• **Aim of the task**
Copy every line of the records below word for word, leaving nothing out and changing nothing.

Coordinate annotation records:
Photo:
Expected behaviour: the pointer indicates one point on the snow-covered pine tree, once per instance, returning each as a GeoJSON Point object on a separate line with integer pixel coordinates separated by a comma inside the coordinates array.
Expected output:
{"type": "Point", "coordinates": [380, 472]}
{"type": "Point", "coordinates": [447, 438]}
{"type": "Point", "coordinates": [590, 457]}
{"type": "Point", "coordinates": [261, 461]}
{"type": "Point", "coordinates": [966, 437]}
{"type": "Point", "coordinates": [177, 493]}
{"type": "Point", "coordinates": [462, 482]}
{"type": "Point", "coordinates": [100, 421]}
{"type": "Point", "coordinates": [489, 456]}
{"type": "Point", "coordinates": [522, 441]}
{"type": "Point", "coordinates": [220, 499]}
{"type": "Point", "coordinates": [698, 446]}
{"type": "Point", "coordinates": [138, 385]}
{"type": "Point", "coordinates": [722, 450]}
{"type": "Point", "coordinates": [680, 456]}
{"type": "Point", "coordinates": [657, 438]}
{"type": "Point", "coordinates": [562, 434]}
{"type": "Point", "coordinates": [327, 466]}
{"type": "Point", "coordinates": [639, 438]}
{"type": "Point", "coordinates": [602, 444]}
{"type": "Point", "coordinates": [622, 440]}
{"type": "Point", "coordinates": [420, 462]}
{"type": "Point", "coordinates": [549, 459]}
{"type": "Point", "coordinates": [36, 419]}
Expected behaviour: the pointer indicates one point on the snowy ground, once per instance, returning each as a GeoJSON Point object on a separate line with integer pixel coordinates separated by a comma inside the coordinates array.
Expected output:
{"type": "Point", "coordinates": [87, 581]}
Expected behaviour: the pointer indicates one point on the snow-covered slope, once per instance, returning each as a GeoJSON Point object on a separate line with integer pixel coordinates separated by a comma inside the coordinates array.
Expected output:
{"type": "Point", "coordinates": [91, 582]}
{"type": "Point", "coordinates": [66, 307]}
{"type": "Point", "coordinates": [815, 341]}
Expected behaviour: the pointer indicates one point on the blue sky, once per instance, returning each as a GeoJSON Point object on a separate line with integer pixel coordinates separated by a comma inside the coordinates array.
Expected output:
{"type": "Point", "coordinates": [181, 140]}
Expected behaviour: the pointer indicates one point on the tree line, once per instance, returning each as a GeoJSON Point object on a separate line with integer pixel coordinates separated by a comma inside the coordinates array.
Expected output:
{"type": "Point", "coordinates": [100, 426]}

• **Solution for this exercise**
Photo:
Expected behaviour: the pointer indicates one point on the snow-covered pine tree, once per instance, returning each as a GeoJSON Point object on a separate line with integer pixel coordinates separated by a comma inside the coordinates array.
Expected output:
{"type": "Point", "coordinates": [380, 472]}
{"type": "Point", "coordinates": [447, 438]}
{"type": "Point", "coordinates": [590, 457]}
{"type": "Point", "coordinates": [261, 461]}
{"type": "Point", "coordinates": [966, 437]}
{"type": "Point", "coordinates": [177, 493]}
{"type": "Point", "coordinates": [462, 482]}
{"type": "Point", "coordinates": [100, 421]}
{"type": "Point", "coordinates": [489, 456]}
{"type": "Point", "coordinates": [522, 441]}
{"type": "Point", "coordinates": [220, 499]}
{"type": "Point", "coordinates": [698, 446]}
{"type": "Point", "coordinates": [138, 385]}
{"type": "Point", "coordinates": [722, 450]}
{"type": "Point", "coordinates": [680, 456]}
{"type": "Point", "coordinates": [657, 438]}
{"type": "Point", "coordinates": [562, 434]}
{"type": "Point", "coordinates": [327, 466]}
{"type": "Point", "coordinates": [639, 438]}
{"type": "Point", "coordinates": [602, 444]}
{"type": "Point", "coordinates": [622, 440]}
{"type": "Point", "coordinates": [420, 462]}
{"type": "Point", "coordinates": [549, 459]}
{"type": "Point", "coordinates": [36, 419]}
Expected behaviour: the pointer indicates one point on the snowy ground, once per instance, returning each as a GeoJSON Point object on a separate line with integer pixel coordinates separated by a comma inside the coordinates array.
Expected output:
{"type": "Point", "coordinates": [87, 581]}
Expected behaviour: the pointer indicates one point on the snow-covered slope, once per instance, returning each as a GeoJSON Point object on a separate line with integer pixel coordinates separated by a comma inside the coordinates array.
Expected output:
{"type": "Point", "coordinates": [91, 582]}
{"type": "Point", "coordinates": [66, 307]}
{"type": "Point", "coordinates": [815, 341]}
Expected behaviour: the pointer indicates one point on the blue sky, once per instance, returning each as a GeoJSON Point object on a separate line with integer pixel coordinates separated by a comma inside the coordinates array.
Expected output:
{"type": "Point", "coordinates": [181, 140]}
Expected behaviour: the pointer indicates one point on the tree line, once per instance, returning each as a GeoJSON Point object on a separate line with integer pixel coordinates separated by a comma inside the coordinates array.
Expected output:
{"type": "Point", "coordinates": [100, 426]}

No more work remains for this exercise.